> REQUEST: Render everything from the line containing "Question. Identify every instance of the jewelry" down to the end of the records, that line included, as a Markdown table with the columns Row and Record text, leaving out blank lines.

[Start]

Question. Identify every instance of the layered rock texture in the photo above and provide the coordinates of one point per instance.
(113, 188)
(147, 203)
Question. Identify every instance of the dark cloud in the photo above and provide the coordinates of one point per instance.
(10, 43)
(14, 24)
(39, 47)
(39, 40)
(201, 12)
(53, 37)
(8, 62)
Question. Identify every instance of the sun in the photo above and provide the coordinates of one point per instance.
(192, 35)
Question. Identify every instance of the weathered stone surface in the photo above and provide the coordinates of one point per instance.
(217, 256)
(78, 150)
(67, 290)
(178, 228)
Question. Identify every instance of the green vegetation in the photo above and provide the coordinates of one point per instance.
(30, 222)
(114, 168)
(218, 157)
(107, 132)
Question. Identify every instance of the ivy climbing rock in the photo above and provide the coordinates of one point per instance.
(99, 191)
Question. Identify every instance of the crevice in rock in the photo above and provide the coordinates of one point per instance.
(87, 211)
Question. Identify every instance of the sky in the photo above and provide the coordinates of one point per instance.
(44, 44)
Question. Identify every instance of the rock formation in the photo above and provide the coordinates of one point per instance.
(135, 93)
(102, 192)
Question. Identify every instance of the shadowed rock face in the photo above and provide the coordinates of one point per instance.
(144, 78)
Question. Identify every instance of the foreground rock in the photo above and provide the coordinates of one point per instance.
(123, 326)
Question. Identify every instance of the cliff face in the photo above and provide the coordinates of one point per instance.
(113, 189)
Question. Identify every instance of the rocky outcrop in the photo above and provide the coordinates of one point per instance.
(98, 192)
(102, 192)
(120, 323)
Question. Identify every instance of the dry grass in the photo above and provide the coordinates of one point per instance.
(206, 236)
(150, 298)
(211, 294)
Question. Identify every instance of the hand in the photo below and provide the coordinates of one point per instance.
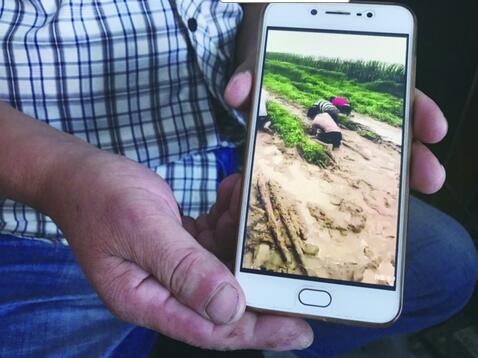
(429, 127)
(124, 227)
(217, 230)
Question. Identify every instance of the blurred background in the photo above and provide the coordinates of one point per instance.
(447, 70)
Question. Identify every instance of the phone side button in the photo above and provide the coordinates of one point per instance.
(315, 298)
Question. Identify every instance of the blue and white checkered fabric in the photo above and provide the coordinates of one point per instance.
(142, 78)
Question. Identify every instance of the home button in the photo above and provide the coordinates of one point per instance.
(315, 298)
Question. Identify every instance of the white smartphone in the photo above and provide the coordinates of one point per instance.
(324, 201)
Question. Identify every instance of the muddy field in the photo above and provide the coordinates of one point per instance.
(336, 223)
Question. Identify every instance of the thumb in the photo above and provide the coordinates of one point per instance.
(238, 91)
(192, 274)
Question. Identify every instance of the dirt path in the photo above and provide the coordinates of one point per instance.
(344, 214)
(384, 130)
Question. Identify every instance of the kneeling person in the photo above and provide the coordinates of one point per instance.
(329, 130)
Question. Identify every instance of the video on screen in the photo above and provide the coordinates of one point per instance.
(325, 185)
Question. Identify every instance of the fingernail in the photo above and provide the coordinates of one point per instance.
(302, 342)
(223, 305)
(444, 171)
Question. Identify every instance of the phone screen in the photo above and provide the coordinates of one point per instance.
(323, 202)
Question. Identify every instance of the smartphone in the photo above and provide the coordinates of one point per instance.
(324, 202)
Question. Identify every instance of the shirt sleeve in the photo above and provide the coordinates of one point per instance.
(212, 28)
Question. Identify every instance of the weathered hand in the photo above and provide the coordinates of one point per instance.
(123, 224)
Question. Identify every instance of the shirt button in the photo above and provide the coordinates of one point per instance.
(192, 24)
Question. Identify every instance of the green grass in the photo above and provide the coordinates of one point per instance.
(305, 85)
(292, 132)
(360, 71)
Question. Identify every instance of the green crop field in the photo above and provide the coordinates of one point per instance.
(373, 88)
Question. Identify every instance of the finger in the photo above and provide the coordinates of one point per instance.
(430, 125)
(238, 90)
(190, 225)
(225, 192)
(225, 237)
(203, 223)
(235, 202)
(144, 301)
(427, 174)
(192, 274)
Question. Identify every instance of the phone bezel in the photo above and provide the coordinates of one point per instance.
(370, 305)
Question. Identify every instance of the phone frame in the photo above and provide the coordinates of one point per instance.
(370, 306)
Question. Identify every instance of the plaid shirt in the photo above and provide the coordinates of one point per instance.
(142, 78)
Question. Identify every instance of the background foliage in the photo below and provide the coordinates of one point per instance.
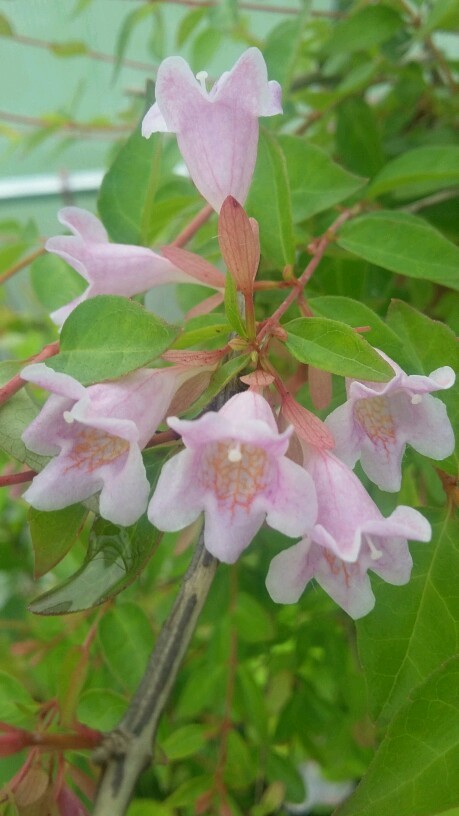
(370, 101)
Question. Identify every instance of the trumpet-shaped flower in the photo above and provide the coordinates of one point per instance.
(217, 130)
(351, 536)
(95, 436)
(234, 469)
(109, 269)
(379, 419)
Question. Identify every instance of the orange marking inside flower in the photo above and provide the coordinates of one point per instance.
(375, 418)
(93, 448)
(236, 472)
(337, 566)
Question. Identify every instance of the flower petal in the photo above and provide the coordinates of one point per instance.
(58, 485)
(289, 572)
(292, 505)
(124, 495)
(177, 500)
(54, 381)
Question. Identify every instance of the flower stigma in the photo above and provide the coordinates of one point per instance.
(235, 472)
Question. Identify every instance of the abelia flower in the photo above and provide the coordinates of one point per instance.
(234, 469)
(217, 130)
(350, 537)
(109, 269)
(95, 436)
(380, 419)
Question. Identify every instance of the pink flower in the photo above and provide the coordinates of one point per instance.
(109, 269)
(217, 130)
(95, 436)
(380, 419)
(234, 469)
(350, 537)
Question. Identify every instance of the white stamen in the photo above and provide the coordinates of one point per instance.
(375, 554)
(234, 452)
(201, 76)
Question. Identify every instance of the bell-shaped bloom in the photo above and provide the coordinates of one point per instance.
(378, 420)
(217, 130)
(234, 469)
(95, 436)
(109, 269)
(351, 536)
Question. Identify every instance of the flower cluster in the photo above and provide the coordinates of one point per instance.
(236, 466)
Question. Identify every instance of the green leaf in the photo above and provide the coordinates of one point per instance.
(282, 48)
(443, 16)
(283, 769)
(126, 638)
(14, 700)
(429, 342)
(358, 140)
(415, 768)
(219, 380)
(251, 698)
(114, 559)
(421, 170)
(72, 48)
(195, 336)
(402, 243)
(186, 794)
(240, 769)
(150, 807)
(204, 686)
(316, 182)
(53, 533)
(355, 313)
(366, 28)
(101, 708)
(108, 336)
(184, 742)
(127, 191)
(232, 307)
(15, 416)
(253, 622)
(55, 283)
(335, 347)
(415, 628)
(129, 24)
(269, 202)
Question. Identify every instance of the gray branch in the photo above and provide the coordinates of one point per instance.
(127, 750)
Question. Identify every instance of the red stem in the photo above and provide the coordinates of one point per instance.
(16, 382)
(301, 282)
(17, 478)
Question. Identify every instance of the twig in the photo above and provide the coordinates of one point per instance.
(16, 382)
(318, 252)
(17, 478)
(197, 222)
(252, 7)
(96, 55)
(78, 128)
(127, 750)
(21, 264)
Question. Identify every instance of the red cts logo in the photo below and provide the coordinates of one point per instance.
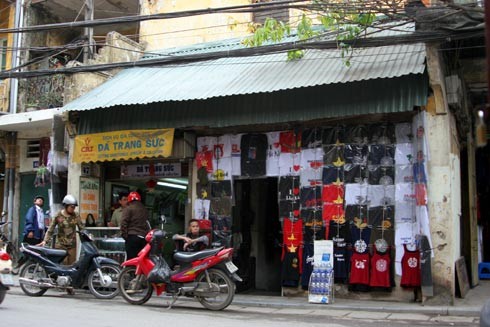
(87, 147)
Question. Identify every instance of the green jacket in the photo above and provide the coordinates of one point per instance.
(67, 227)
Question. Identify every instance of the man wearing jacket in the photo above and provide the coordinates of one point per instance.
(134, 225)
(34, 228)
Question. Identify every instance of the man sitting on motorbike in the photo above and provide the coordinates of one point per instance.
(67, 221)
(192, 241)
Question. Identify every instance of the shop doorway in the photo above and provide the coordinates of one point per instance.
(257, 236)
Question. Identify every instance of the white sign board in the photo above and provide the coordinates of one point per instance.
(323, 252)
(153, 169)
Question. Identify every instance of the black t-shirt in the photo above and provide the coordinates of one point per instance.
(356, 153)
(253, 154)
(355, 173)
(311, 197)
(378, 153)
(333, 135)
(290, 269)
(289, 188)
(311, 138)
(332, 174)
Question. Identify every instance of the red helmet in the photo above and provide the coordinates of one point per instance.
(134, 196)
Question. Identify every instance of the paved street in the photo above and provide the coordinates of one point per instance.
(56, 308)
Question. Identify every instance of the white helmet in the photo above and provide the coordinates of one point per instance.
(69, 199)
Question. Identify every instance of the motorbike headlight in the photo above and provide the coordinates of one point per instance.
(4, 256)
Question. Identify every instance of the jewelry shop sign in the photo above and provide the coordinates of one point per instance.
(124, 145)
(152, 169)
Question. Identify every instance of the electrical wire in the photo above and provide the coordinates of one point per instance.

[End]

> CORRECT OUTPUT:
| Row | Record text |
|---|---|
| 1 | Question. Identify every instance of the jewelry shop sign in the photo above and provide the coordinates of one point per instance. |
| 2 | (124, 145) |
| 3 | (152, 169) |
| 4 | Question. Identify every instance of the electrical wire in the photo above and provide the coordinates of one point per instance. |